-- start of Records supplied --

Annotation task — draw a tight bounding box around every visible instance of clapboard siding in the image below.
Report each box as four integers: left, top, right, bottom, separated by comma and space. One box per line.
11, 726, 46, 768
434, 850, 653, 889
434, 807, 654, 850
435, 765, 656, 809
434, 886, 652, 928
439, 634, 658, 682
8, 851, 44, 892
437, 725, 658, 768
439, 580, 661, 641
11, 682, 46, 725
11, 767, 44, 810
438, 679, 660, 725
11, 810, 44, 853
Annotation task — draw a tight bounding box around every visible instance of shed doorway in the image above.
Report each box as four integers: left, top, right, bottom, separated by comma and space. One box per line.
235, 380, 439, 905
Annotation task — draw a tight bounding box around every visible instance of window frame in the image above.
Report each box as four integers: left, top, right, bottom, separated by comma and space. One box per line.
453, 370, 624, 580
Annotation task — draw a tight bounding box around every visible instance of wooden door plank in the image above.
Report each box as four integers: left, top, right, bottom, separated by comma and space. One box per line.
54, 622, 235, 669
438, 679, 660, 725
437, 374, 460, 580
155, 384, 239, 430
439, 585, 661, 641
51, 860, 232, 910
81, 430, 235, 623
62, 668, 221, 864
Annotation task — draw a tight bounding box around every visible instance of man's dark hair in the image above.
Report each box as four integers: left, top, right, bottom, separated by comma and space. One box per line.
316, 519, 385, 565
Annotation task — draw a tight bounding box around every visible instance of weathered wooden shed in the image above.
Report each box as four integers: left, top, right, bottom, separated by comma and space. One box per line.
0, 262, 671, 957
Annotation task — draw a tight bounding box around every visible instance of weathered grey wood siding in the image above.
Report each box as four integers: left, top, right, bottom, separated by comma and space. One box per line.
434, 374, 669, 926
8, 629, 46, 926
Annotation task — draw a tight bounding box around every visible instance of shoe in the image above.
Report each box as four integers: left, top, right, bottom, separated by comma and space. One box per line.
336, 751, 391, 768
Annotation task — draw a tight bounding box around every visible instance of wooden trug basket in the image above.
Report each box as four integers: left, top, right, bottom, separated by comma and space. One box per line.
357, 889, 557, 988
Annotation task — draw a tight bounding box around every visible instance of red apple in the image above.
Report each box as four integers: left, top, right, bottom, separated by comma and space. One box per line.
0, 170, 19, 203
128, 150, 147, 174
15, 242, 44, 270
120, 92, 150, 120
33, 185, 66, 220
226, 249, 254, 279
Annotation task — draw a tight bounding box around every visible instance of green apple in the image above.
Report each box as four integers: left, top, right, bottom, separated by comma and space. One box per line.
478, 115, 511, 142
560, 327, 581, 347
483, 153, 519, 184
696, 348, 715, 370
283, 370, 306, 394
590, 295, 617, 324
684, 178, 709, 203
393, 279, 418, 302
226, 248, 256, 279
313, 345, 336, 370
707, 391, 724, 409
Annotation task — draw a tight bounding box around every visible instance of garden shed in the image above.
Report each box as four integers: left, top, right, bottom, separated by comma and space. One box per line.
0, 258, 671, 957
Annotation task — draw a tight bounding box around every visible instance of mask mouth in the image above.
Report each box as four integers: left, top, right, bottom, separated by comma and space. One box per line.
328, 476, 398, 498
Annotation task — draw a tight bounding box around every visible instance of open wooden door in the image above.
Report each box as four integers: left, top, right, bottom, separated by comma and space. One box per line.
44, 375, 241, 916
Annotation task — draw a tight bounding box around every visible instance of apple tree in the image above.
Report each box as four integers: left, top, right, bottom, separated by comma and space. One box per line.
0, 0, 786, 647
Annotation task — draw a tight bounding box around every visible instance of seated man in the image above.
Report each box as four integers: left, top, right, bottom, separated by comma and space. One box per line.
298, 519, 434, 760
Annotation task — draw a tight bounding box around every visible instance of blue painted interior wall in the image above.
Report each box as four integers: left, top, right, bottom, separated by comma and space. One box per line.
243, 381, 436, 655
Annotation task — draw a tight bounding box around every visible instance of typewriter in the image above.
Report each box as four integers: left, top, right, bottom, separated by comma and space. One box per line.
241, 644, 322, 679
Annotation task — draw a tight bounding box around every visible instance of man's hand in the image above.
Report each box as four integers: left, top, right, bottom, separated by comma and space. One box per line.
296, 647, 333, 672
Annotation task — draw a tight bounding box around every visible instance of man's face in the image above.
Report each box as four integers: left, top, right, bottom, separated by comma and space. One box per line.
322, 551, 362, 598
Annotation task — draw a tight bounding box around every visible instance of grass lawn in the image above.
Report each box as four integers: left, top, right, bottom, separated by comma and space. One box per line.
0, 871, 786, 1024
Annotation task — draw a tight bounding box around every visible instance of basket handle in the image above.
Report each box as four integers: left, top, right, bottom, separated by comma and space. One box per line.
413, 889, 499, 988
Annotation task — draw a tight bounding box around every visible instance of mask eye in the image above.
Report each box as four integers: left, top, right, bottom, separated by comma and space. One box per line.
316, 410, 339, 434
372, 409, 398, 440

-- end of Records supplied --

» **Exercise**
Quote the line that contains "typewriter in the image above." and each line after it through the end of the data, exactly, leaving out everything else.

» **Task result**
Annotation task — draw a tight bounding box around every visible instance of typewriter in the image above.
Report each box as four integers: left, top, right, bottom, separated by comma and space. One box per line.
241, 644, 322, 679
Annotation task — draw a tight bounding box around every visible instance of man's hand in the image above.
Report each box as four integers: left, top, right, bottom, separated by comma and space. One box per line.
296, 647, 333, 672
Annotation task — draw a tight bounding box around every visible instance of man's face in the image above.
Report each box as four integers: left, top, right, bottom, separated by comma and space. One box per line.
322, 551, 362, 598
Annotation task — draw a tight bounding box around every visible instance of grass lawn in the image above.
Report each box as four integers: left, top, right, bottom, separated by comma and space. One box per line.
0, 871, 786, 1024
Annotation task — draw a tight bounding box around every visible instance of basket handle in the image above.
Report each box as four integers: left, top, right, bottom, separated by comma and space. One box per line.
413, 889, 499, 988
Annotation task — draw a tight bounding box around every visible instance of mask eye in the image above.
Report each box as four integers: left, top, right, bottom, separated by comma and space. One box per line.
316, 410, 339, 434
372, 409, 398, 440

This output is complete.